## EXERCISE INSTRUCTIONS
Below are the entries; tally the lines holding the string "temple" and give only that figure.

DATASET ENTRIES below:

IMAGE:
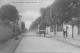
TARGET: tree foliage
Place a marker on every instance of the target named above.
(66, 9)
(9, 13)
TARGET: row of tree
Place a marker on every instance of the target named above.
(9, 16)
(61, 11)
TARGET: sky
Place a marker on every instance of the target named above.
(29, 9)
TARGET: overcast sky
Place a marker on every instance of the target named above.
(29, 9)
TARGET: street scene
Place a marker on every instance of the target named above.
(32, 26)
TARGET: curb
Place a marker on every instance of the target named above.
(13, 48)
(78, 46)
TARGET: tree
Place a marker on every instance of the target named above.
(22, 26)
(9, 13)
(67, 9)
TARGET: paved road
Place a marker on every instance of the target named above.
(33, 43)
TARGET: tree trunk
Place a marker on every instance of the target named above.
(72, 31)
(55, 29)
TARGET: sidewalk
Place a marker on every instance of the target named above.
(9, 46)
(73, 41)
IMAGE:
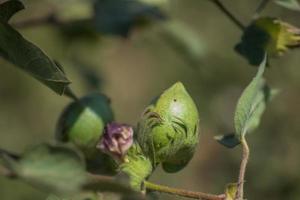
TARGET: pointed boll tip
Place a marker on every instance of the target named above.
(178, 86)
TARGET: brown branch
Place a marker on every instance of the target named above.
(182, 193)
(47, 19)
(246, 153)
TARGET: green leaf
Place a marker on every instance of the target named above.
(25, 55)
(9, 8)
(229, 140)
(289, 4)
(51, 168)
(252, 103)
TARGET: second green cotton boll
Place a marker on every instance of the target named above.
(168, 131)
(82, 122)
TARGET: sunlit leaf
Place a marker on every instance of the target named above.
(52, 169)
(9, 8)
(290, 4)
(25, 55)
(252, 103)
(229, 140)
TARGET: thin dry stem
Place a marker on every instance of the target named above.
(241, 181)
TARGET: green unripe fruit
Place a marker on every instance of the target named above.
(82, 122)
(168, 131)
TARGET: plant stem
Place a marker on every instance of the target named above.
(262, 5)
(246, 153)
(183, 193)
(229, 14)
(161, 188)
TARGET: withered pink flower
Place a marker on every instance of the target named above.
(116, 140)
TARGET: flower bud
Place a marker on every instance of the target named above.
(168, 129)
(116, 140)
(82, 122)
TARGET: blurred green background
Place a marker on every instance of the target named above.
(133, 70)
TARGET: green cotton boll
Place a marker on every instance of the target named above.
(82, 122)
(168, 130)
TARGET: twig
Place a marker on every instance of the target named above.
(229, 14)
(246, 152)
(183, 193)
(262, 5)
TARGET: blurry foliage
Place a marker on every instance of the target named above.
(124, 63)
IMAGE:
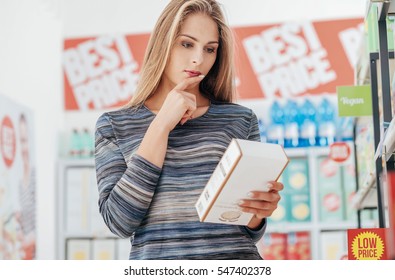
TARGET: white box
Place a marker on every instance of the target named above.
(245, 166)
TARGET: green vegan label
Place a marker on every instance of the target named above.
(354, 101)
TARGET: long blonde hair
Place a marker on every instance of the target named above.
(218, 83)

End of DATASET ENTRIES.
DATASET ENTRIES below:

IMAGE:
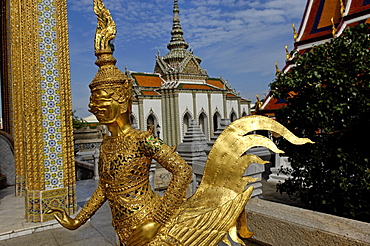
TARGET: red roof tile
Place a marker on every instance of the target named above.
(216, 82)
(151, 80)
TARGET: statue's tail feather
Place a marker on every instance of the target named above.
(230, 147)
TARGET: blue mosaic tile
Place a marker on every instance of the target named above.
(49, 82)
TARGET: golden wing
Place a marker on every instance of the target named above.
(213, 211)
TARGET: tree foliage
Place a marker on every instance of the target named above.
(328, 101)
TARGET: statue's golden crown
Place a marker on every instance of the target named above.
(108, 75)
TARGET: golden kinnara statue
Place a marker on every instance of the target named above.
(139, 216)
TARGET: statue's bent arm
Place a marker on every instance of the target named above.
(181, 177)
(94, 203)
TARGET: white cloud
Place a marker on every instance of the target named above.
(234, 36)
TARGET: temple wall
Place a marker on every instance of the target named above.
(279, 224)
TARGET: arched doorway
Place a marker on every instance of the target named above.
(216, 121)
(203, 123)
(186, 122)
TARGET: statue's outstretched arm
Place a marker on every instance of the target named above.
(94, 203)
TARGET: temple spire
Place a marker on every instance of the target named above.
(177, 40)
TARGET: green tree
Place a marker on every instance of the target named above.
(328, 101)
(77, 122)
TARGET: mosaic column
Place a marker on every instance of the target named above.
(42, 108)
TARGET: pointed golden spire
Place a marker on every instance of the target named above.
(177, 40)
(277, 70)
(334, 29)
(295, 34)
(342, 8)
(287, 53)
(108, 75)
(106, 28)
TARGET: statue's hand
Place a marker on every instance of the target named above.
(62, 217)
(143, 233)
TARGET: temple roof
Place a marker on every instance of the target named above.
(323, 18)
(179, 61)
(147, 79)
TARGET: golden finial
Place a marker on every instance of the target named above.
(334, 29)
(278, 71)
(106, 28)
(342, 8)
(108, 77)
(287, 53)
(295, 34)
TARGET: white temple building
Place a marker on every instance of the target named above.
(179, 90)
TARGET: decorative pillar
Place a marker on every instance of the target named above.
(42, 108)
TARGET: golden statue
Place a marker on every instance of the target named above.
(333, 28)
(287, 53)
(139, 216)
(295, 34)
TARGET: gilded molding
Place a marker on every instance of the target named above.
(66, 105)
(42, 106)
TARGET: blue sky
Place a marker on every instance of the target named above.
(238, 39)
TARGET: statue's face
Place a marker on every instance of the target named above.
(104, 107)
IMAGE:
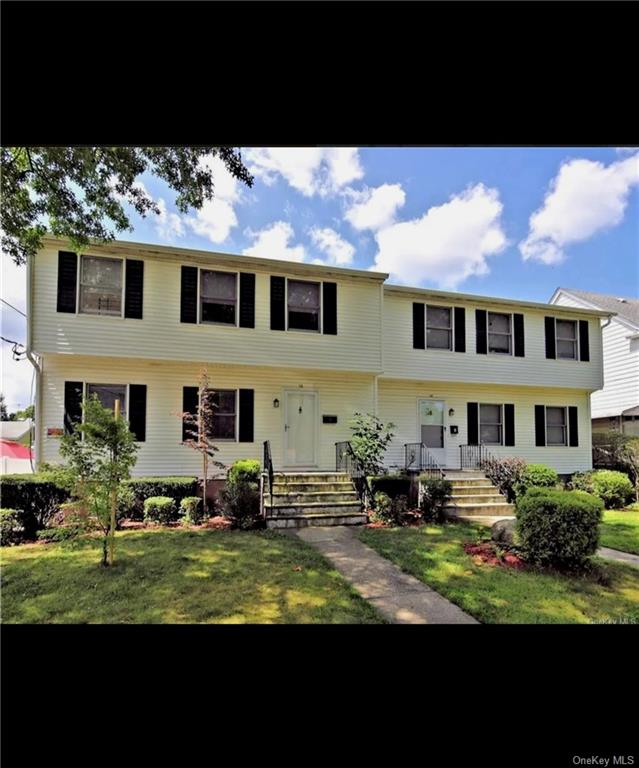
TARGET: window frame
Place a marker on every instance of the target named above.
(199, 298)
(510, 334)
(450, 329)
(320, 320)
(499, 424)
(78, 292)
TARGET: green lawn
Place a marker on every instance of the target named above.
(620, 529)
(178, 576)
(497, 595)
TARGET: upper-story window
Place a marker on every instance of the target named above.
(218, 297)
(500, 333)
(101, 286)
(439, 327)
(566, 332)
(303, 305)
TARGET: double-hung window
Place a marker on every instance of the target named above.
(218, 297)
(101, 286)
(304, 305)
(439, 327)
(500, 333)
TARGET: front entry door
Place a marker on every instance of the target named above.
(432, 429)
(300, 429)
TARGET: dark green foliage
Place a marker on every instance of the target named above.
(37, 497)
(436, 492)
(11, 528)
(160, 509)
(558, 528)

End of DATASET ENTRIES.

## EXERCISE RESPONSE
4